# Are Cheap Decathlon bikes any good?



## Priscilla Parsley (14 Sep 2008)

Hello, I have recently posted about making the transition from Hybrid to Road bike, and decided to check out Decathlon today. there are a couple of cheap road bikes there for £159 and £299, are they decent bikes or is it a matter of you get what you pay for? I do use my bike for all my travel already and will definitley be taking to the roads for some decent journeys and hope to get good enough to join a club so I want the bike to be up to the job - will I notice much of a difference with this cheap bike? or is the real difference in performance down to your own fitness and ability? (i suspect)

I have had some good advice around buying my road bike already so this is just a query on these cheap Decathlon bikes

Thank you!


----------



## 4F (14 Sep 2008)

Priscilla Parsley said:


> or is it a matter of you get what you pay for?



Simple answer to this is yes


----------



## wafflycat (14 Sep 2008)

The answer pretty much is that if you get a *cheap* new bike, it's not likely to be good value, as cheap componentry will have to have been used, and often shoddy workmanship

See http://www.southcoastbikes.co.uk/Articles.asp?article=NO_BSO

Saying that, some entry level makes such as Decathlon & Edinburgh Bicycle Co-op have reasonable reputations. But you simply not going to get a *good* new bike for that price. You don't have to spend thousands, but if you go *cheap* then *cheap* is what you're likely to be getting.

_Edit: example.... my favourite bike is my Bianchi San Remo. To buy equivalent new I'd be looking at spending over a grand. As it is, when I got it a few years ago, it cost £300. That bike will be with me forever. It fits, it's well-built (and well maintained by my personal bike mechanic) and has decent quality Campagnolo parts. I've cycled a few thousand miles on it. It's now at the stage where the paintwork is shabby simply due to use. Rather than get a new bike, the bike has been stripped down, the frame & forks sent off to Mercian for a refurbishment paint jobbie. It will be glorious when I get it back as Mercian do top notch paint jobbies. Then the bike will be built back up again. Simply put, that bike will outlast me because it is a good quality bike. When I got it, I couldn't afford the grand+ for the equivalent quality in a new bike, so I went secondhand. I'm glad I did rather than get a poorer quality bike but brand new._


----------



## upandover (15 Sep 2008)

* * *

### [Written problem A]
Print the passage of the Decathlon bike thread between "## Priscilla Parsley" and "ability? (i suspect)", inclusive.
### [Written problem B]
Rewrite the entries from the line holding "the form (134,280);" through the last line of the entries, inclusive, with "nose" changed to "chin" and nothing else altered.

* * *

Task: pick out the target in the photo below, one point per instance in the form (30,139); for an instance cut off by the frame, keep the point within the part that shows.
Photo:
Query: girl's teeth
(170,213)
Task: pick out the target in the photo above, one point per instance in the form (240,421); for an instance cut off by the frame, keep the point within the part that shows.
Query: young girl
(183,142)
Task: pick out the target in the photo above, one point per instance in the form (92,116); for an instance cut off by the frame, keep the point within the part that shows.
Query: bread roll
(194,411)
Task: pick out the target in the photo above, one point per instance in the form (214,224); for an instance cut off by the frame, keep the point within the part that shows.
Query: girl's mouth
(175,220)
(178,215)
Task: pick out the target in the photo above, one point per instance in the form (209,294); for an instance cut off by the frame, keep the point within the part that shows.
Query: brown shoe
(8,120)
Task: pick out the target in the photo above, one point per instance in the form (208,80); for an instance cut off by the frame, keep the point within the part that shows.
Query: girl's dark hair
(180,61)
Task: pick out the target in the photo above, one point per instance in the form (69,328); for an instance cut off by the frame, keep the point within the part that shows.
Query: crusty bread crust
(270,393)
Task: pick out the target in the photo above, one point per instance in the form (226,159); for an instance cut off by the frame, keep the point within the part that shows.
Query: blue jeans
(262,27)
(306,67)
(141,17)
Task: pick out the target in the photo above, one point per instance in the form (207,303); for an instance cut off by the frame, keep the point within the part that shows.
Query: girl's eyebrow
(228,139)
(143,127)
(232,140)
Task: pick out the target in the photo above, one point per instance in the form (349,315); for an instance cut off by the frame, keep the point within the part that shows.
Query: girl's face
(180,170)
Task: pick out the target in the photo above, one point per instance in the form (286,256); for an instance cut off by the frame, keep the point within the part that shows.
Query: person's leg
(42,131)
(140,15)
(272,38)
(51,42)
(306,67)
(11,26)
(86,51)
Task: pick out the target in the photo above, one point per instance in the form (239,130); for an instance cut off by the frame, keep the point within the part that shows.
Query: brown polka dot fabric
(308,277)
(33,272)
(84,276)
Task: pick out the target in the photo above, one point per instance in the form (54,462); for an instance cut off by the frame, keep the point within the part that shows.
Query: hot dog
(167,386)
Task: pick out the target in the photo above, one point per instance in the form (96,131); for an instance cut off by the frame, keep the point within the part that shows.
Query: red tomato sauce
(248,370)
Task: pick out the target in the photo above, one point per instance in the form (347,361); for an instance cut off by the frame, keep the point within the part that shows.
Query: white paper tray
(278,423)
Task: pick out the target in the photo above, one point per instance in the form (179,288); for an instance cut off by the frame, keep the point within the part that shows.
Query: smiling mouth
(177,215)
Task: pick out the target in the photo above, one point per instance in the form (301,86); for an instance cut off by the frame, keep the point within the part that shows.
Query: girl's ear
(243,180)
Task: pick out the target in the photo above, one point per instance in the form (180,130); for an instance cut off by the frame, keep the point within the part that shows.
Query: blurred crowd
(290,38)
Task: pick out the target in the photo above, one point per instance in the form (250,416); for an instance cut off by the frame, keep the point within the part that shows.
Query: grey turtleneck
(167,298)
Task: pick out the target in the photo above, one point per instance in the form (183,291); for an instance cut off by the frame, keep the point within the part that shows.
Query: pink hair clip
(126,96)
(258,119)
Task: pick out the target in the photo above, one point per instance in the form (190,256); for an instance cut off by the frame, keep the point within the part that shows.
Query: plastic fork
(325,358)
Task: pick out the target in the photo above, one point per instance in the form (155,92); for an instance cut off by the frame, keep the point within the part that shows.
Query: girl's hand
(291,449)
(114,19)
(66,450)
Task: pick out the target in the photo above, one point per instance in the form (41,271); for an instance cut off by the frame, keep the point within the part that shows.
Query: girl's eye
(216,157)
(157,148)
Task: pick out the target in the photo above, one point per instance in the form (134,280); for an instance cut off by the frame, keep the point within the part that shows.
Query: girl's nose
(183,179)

* * *

### [Full solution A]
## Priscilla Parsley (14 Sep 2008)

Hello, I have recently posted about making the transition from Hybrid to Road bike, and decided to check out Decathlon today. there are a couple of cheap road bikes there for £159 and £299, are they decent bikes or is it a matter of you get what you pay for? I do use my bike for all my travel already and will definitley be taking to the roads for some decent journeys and hope to get good enough to join a club so I want the bike to be up to the job - will I notice much of a difference with this cheap bike? or is the real difference in performance down to your own fitness and ability? (i suspect)

### [Full solution B]
Task: pick out the target in the photo above, one point per instance in the form (134,280); for an instance cut off by the frame, keep the point within the part that shows.
Query: girl's chin
(183,179)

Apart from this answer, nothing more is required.